### TASK TO COMPLETE:
In the text on Cypher and the Movies data, return everything from "Refer to the" down to "of Neo4j, Inc.", copied word for word.

Working with Cypher and the Movie Data

This topic provides information about loading the Movies demo data and running example Cypher queries such as those described in the Neo4j sandbox environment (where the Movies database originated). The Movies data set is based on the graph database provided in the Neo4j sandbox environment. For users already familiar with Cypher, using this data set previews AnzoGraph DB support of the Cypher language. You can run many of the same Cypher commands and queries as you would in other environments that support Cypher.

This topic demonstrates how you can run AnzoGraph DB queries using Cypher language syntax if you prefer using Cypher instead of SPARQL.

Cypher language support in AnzoGraph DB follows the open Cypher language specification as described in this Adobe Acrobat PDF document: https://s3.amazonaws.com/artifacts.opencypher.org/openCypher9.pdf

Refer to the Cypher Query Language Reference for a complete description of AnzoGraph DB Cypher language compatibility with the open Cypher language specification. Cypher® is a registered trademark of Neo4j, Inc.

Using the Cypher CLI (AZGBOLT)

AnzoGraph DB uses the Bolt protocol to provide a client application interface and CLI, azgbolt, to run Cypher commands and queries. To view the syntax and command line arguments allowed with the Cypher CLI, simply type azgbolt on a new line and press Enter.

$ ./<install_path>/bin/azgbolt

The azgbolt CLI returns command line syntax and available arguments, along with a sampling of commonly-used commands and queries:

azgbolt (Bolt CLI) [-c "command"] [-f file] [-h hosturl] [-p port] [-nohead ] 
                   [-o outputfile][--help display this message]

For example, the following syntax runs a Cypher query:

azgbolt -c "any query"

When running Cypher commands or queries from the azgbolt CLI, you can use the standard Linux shell method of escaping any embedded single or double quote characters . For example, with a character string such as "John Smith", contained within a Cypher query, you would escape each quotation mark character with the backslash (\) character, for example:

\"John Smith\"

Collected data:

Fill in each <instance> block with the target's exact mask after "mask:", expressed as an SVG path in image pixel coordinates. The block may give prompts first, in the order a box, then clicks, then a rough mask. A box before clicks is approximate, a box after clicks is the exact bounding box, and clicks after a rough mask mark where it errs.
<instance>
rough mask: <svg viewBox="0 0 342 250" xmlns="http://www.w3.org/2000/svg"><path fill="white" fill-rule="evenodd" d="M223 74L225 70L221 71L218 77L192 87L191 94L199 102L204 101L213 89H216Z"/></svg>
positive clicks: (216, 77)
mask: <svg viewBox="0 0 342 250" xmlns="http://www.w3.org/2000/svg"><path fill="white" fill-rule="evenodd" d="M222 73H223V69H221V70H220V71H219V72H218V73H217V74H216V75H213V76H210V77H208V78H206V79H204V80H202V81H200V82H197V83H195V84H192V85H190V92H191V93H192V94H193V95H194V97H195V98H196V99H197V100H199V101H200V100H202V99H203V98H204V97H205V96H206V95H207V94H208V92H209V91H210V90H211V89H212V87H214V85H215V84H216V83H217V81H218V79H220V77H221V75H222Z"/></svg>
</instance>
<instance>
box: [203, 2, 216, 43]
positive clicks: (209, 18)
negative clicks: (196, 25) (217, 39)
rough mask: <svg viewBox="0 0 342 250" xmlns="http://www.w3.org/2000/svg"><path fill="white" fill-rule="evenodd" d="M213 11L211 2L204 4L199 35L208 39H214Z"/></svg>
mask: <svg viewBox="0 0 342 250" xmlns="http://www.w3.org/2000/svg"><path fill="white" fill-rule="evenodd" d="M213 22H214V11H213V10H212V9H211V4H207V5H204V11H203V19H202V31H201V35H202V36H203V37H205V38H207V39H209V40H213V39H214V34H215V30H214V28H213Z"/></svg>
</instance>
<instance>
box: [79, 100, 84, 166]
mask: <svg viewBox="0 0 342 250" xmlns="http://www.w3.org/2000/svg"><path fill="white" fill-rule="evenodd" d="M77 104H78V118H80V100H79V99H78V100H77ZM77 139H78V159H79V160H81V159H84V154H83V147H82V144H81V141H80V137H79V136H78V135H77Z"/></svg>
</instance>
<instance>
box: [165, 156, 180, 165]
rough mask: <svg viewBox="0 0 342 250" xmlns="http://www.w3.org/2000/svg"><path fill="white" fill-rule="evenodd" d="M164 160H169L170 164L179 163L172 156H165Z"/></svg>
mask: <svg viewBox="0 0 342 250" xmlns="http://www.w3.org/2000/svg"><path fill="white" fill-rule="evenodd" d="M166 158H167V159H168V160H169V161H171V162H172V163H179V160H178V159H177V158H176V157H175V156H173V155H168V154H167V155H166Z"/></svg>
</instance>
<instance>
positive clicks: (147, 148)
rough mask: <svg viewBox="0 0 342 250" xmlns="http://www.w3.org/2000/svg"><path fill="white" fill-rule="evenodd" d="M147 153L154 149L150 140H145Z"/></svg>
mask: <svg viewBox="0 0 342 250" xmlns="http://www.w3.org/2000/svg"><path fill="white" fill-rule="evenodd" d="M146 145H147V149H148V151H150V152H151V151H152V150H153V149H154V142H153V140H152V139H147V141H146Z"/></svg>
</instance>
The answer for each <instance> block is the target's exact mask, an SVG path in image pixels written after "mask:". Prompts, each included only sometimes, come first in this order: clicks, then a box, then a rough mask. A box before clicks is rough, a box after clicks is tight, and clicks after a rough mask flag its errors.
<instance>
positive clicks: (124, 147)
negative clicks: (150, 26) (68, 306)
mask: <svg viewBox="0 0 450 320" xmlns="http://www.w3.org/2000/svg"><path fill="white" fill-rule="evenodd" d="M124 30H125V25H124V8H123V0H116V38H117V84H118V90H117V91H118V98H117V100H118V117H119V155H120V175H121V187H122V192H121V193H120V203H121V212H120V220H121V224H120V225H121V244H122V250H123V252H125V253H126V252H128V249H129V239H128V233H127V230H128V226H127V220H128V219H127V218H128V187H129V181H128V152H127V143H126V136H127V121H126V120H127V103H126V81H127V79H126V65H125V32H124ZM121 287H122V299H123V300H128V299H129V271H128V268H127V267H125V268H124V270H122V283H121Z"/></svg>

### SOLUTION TO THIS TASK:
Refer to the Cypher Query Language Reference for a complete description of AnzoGraph DB Cypher language compatibility with the open Cypher language specification. Cypher® is a registered trademark of Neo4j, Inc.